• **Exercise**
Copy each entry below exactly.

• **Data shown**
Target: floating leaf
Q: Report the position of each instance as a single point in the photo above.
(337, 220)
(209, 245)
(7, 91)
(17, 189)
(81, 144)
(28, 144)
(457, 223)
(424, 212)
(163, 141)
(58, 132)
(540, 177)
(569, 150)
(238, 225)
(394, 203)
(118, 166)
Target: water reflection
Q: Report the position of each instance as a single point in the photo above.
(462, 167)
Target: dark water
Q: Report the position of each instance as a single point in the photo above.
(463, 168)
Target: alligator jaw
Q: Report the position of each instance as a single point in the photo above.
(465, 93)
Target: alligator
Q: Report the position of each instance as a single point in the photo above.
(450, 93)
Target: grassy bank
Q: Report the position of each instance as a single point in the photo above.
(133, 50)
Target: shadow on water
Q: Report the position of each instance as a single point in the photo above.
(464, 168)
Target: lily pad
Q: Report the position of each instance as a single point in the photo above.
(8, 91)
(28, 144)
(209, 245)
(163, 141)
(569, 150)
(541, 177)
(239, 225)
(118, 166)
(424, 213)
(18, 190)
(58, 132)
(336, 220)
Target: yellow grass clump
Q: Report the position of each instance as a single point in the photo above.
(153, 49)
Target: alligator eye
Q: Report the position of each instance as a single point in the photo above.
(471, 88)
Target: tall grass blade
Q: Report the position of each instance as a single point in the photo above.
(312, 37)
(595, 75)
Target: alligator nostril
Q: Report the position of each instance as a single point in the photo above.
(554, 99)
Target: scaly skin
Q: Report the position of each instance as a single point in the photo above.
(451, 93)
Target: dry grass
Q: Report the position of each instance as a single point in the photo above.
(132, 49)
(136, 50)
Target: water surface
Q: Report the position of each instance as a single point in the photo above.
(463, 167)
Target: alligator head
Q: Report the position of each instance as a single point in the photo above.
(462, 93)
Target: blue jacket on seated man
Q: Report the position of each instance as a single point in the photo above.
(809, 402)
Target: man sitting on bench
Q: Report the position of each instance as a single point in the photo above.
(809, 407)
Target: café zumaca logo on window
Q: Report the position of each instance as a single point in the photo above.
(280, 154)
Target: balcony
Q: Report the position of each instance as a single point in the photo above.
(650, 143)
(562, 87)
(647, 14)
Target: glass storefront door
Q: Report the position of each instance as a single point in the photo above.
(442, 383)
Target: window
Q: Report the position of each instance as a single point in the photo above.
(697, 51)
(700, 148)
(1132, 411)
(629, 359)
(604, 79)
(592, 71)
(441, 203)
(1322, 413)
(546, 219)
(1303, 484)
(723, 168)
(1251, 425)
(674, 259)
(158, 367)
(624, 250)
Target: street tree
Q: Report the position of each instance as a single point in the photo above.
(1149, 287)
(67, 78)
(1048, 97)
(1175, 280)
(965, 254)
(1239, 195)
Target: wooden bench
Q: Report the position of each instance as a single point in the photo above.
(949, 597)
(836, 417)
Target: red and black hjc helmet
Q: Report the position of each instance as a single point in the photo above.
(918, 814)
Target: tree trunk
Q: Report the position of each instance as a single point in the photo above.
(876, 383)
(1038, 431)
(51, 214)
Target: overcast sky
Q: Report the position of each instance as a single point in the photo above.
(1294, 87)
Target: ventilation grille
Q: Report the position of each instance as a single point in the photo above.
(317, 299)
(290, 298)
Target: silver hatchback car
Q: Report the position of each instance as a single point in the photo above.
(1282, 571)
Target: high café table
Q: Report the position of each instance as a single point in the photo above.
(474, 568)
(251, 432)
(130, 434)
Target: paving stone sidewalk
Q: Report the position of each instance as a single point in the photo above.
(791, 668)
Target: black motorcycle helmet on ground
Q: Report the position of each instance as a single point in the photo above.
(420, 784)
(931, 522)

• **Result**
Target: floating leaf
Q: Report the position of each instance as a single point in the photo above.
(337, 220)
(209, 245)
(7, 91)
(17, 189)
(81, 144)
(28, 144)
(457, 223)
(424, 212)
(163, 141)
(58, 132)
(540, 177)
(569, 150)
(238, 225)
(394, 203)
(118, 166)
Target: water reflection
Q: Report the position of each instance as a single point in the photo above.
(462, 167)
Target: dark water
Q: Report the position of each instance as a single point in the photo above.
(463, 168)
Target: alligator jaw
Q: Report the position of each instance as a single point in the photo above.
(465, 93)
Target: alligator
Q: Report the position of each instance as a single point in the photo above.
(450, 93)
Target: grassy bank
Q: Report the position of each instance as a single point in the photo above.
(133, 50)
Target: shadow on water
Q: Report the position of each instance as a single point in the photo above.
(464, 168)
Target: lily pad
Q: Report the position of each instance as a single point in the photo above.
(8, 91)
(28, 144)
(209, 245)
(163, 141)
(569, 150)
(541, 177)
(239, 225)
(118, 166)
(424, 213)
(18, 190)
(58, 132)
(336, 220)
Target: yellow grass clump
Q: Report the position of each instance as a single point in the photo above.
(153, 49)
Target: alligator eye
Q: Report the position of each instance as a single point in the photo above.
(471, 88)
Target: tall grass blade
Q: Report the position of each instance as a single point in the photo above.
(312, 37)
(595, 75)
Target: alligator nostril
Q: Report the position of each instance as a single point in the photo above.
(554, 99)
Target: scaly skin
Q: Report the position of each instance as a single point in the photo above.
(451, 93)
Target: dry grass
Q: Report the position of each instance as a single point in the photo above.
(132, 49)
(136, 50)
Target: water surface
Q: Report the position of each instance as a single point in the photo above.
(463, 167)
Target: alligator head
Q: Report the position of each instance as a single point in the photo above.
(462, 93)
Target: blue jacket on seated man
Q: Report the position of each instance as a single point in the photo above.
(809, 402)
Target: man sitting on bench
Q: Report the position of each instance as a single point in the photo above.
(809, 407)
Target: café zumaca logo on window
Q: Report the position of each instance as a single point in the photo above.
(280, 154)
Target: balcony
Q: Report the position of each instance as a single point in the photo above.
(650, 143)
(562, 87)
(647, 14)
Target: glass storefront door
Q: Report the position of each instance as a single point in the photo above.
(442, 383)
Target: window
Q: Report the position of each instance as a single point in the photo above.
(697, 51)
(700, 148)
(1132, 411)
(629, 359)
(604, 79)
(592, 71)
(441, 203)
(1322, 413)
(546, 219)
(1303, 484)
(723, 168)
(1251, 425)
(674, 259)
(158, 367)
(624, 250)
Target: street tree
Q: Report the position of each instance as a single point in the photo above.
(1149, 287)
(67, 78)
(1048, 97)
(1175, 280)
(965, 254)
(1239, 195)
Target: wooden bench
Q: Report the position of each instance as a single point in the photo above.
(949, 597)
(836, 417)
Target: red and black hjc helmet
Q: Report the position of each instance as a single point in the photo above.
(918, 814)
Target: tree trunk
Q: Report the position of each instance as a single point in the photo above.
(876, 383)
(1038, 431)
(51, 214)
Target: overcast sky
Q: Report the position of each instance as a single point in the photo above.
(1294, 87)
Target: ventilation grille
Q: Report the position of each instance as a single point in the photo above.
(317, 299)
(290, 298)
Target: silver hatchback car
Q: Report the position of each instance as a single point in the photo above.
(1282, 571)
Target: high café table
Q: Report the position of each instance as a single point in the photo above.
(474, 568)
(251, 432)
(130, 434)
Target: paving stone sidewalk
Q: Report the position of each instance as a single point in the photo above.
(791, 668)
Target: black motorcycle helmet on ground
Q: Report the position of each instance as a single point in the photo above.
(420, 784)
(931, 522)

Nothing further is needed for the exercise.